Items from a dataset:
-------
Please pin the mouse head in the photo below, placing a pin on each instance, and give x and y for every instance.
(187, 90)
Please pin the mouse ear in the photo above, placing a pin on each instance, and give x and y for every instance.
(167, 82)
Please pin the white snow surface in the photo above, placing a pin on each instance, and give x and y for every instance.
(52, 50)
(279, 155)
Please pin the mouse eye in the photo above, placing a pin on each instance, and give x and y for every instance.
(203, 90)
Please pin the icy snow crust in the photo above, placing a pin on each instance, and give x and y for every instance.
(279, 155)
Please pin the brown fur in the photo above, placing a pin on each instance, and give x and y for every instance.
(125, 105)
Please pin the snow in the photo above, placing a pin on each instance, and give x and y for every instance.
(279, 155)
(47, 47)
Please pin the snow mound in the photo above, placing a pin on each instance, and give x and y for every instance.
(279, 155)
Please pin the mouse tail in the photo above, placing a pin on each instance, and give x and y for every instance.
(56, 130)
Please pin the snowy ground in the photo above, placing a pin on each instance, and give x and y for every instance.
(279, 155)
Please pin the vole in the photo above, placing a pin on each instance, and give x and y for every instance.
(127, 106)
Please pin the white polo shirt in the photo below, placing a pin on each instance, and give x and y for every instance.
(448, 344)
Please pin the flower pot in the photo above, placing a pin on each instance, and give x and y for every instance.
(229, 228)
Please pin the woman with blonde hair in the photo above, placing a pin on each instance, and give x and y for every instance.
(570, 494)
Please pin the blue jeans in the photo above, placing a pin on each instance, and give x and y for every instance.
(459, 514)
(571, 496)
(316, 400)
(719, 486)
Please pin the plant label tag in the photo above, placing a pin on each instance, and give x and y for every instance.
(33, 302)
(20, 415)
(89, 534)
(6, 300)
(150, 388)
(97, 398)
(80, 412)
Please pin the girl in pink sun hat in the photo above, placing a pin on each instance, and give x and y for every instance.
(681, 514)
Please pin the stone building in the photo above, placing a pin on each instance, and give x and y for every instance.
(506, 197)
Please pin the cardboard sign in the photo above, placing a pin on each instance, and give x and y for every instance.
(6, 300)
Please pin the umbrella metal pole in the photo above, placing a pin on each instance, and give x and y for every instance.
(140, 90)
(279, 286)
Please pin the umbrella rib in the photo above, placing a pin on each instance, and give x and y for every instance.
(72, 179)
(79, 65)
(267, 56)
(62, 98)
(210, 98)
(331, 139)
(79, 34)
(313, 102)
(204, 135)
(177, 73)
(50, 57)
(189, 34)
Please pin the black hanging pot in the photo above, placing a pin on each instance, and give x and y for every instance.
-------
» **TO DO**
Rewrite every entry above as a numbered list, omitting blank lines.

» **RESULT**
1. Please pin the mouse head in the photo below, placing a pin on each instance, and give x and y for every instance.
2. (187, 90)
3. Please pin the mouse ear in the photo above, placing a pin on each instance, and give x and y for every instance.
4. (167, 82)
5. Please pin the white snow surface in the photo above, placing a pin on each instance, and give x and y for every instance.
6. (52, 50)
7. (279, 155)
8. Please pin the mouse eye in the photo above, placing a pin on each instance, and give x and y for every instance.
9. (203, 90)
10. Please pin the icy snow crust in the photo above, placing a pin on each instance, and give x and y for every instance.
11. (279, 155)
12. Please pin the brown fur in the photo above, placing a pin on each instance, and give x and y for every instance.
13. (125, 105)
14. Please pin the snow in the photo above, placing a pin on each instance, and give x and y for every instance.
15. (279, 155)
16. (47, 47)
17. Please pin the snow mound in the photo above, placing a pin on each instance, and give x and y for every instance.
18. (279, 155)
19. Please pin the mouse tail in the photo above, placing a pin on each instance, and give x and y for every instance.
20. (56, 130)
21. Please pin the snowy ground in the photo above, placing a pin on each instance, and give x and y for every instance.
22. (279, 155)
23. Please pin the vole in the photo above, placing a pin on each instance, and give x and y for every instance.
24. (127, 106)
25. Please pin the white polo shirt in the photo below, placing a pin on each instance, and give x and y for every instance.
26. (448, 344)
27. Please pin the flower pot in the photo above, placing a pin on each instance, and give x and y for every instance.
28. (229, 228)
29. Please pin the woman with blonde hair in the photo above, placing a pin on each instance, and give x and y for every instance.
30. (570, 494)
31. Please pin the blue jeans in the photo above, placing a pin on each instance, and give x and y for every instance.
32. (459, 514)
33. (571, 496)
34. (316, 400)
35. (719, 486)
36. Please pin the plant label tag in the photo above, placing a pin on each instance, and give x and y for every instance.
37. (33, 302)
38. (20, 415)
39. (89, 534)
40. (6, 300)
41. (150, 388)
42. (97, 398)
43. (80, 412)
44. Please pin the girl in pink sun hat in the photo above, placing a pin on each instance, and give x and y for every instance.
45. (681, 514)
46. Please pin the stone building in the photo above, placing a pin on each instance, and give x and y for every instance.
47. (506, 197)
48. Please pin the cardboard sign in the photo above, placing a pin on each instance, and give x and y for every instance.
49. (6, 300)
50. Please pin the umbrella metal pole in the photo above, placing a pin on each instance, and give x and y for every instance.
51. (140, 90)
52. (279, 286)
53. Please pin the umbrella rib in the photo above, placing a pin on each instance, and give x and y for every instance.
54. (72, 179)
55. (79, 65)
56. (267, 56)
57. (62, 98)
58. (210, 98)
59. (331, 139)
60. (79, 34)
61. (313, 102)
62. (204, 135)
63. (177, 73)
64. (50, 57)
65. (189, 34)
66. Please pin the black hanging pot in the photo above, placing a pin on each instance, and give x and y for every instance.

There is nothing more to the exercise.